**WRITTEN INSTRUCTION**
Give everything from the line containing "Where can you see the light" down to the final line, both included, as a JSON list of strings with one string per line and blank lines omitted. Include no other lines.

**Excerpts of location labeling data**
=====
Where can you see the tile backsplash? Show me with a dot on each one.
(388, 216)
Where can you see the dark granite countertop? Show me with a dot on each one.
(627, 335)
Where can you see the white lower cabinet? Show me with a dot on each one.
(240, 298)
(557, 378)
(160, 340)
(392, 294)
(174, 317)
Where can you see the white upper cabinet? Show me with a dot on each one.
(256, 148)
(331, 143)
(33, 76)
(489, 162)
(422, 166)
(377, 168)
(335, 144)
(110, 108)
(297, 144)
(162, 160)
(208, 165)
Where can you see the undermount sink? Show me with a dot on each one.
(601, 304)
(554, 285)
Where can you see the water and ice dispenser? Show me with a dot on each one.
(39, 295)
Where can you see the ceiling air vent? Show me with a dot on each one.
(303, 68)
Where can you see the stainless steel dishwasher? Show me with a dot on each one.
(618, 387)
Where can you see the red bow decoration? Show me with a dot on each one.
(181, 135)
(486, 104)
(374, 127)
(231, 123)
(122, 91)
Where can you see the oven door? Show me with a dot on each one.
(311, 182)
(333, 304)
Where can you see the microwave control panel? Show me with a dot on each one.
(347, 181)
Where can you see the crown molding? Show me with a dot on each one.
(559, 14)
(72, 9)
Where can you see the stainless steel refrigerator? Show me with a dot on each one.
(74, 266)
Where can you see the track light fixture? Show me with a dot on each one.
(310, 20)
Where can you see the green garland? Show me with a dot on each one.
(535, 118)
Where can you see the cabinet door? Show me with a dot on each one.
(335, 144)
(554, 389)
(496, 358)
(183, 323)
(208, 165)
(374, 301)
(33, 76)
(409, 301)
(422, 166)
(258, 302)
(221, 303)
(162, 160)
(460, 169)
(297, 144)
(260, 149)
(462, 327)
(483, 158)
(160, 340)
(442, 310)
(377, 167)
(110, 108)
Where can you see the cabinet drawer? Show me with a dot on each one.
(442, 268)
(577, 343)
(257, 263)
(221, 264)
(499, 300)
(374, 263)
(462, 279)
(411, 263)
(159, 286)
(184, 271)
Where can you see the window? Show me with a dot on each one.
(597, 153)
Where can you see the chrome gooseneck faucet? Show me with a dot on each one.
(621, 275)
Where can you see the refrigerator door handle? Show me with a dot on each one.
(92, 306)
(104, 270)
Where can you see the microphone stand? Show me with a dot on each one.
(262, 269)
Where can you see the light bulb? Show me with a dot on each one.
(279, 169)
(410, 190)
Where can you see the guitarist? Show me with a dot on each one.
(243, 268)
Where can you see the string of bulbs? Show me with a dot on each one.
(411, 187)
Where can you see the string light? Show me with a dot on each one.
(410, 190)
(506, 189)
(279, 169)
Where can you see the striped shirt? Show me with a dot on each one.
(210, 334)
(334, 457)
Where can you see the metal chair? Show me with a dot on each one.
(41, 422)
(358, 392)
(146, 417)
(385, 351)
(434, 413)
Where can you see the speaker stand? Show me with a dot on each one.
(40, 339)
=====
**SOLUTION FOR THIS EXERCISE**
[
  "Where can you see the light bulb? Show me with a dot on each one.",
  "(279, 169)",
  "(410, 190)",
  "Where can you see the guitarist? Show me with a dot on each one.",
  "(243, 268)",
  "Where can you see the string of bulbs? Show me with a dot on each one.",
  "(411, 187)",
  "Where can you see the string light? Show me with a dot on each one.",
  "(410, 190)",
  "(506, 189)",
  "(279, 169)",
  "Where can you see the striped shirt? Show me with a dot on each one.",
  "(210, 334)",
  "(334, 457)",
  "Where can you see the metal chair? Show me with a dot on each one.",
  "(41, 422)",
  "(358, 392)",
  "(146, 417)",
  "(385, 351)",
  "(434, 413)",
  "Where can you see the speaker stand? Show me with a dot on each one.",
  "(40, 339)"
]